▶ [Provided text]

September

Greg Olsen

in

Today is the first of September. I remember growing up, September was always exciting for me. It was the kickoff (pun intended) to an amazing time of the year.

Back in my days, school never started until after Labor Day and you looked forward to it as a time to once again see all your friends. Oh sure, you had friends that lived close to you that you saw every day during the summer, but school brought back friends you hadn’t seen in a while. It also brought opportunities to meet new people and expand your circle of friends. It meant football games, independence and new experiences.

September was a prelude to the holidays. When I say “holidays”, I’m not including Labor Day. Although Labor Day meant a day off work for adults, it was a bit of a disappointment for kids. Yes, there were parades, but parades became boring and uncool after about the 3rd grade. Sometimes there were carnivals and fairs going on, but those also became boring, especially after losing the $5.00 you worked so hard for on a carnival game that was rigged against you from the beginning. Once in a while, there were picnics, but picnics meant you had to spend time with your family instead of hanging out and doing something cool with your friends.

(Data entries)
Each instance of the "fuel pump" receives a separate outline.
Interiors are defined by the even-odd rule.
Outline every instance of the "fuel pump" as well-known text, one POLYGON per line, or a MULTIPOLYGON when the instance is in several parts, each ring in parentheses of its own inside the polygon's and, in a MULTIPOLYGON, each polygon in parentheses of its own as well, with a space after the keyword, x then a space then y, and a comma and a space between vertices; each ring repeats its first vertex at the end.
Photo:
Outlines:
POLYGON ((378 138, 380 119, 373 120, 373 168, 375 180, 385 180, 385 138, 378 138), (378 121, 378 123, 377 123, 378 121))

▶ [Task item]
Write out the September post from "September was a prelude" up to and including "with your friends.". The listing was taken from a separate source and is unrelated to the September post.

▶ [Task answer]
September was a prelude to the holidays. When I say “holidays”, I’m not including Labor Day. Although Labor Day meant a day off work for adults, it was a bit of a disappointment for kids. Yes, there were parades, but parades became boring and uncool after about the 3rd grade. Sometimes there were carnivals and fairs going on, but those also became boring, especially after losing the $5.00 you worked so hard for on a carnival game that was rigged against you from the beginning. Once in a while, there were picnics, but picnics meant you had to spend time with your family instead of hanging out and doing something cool with your friends.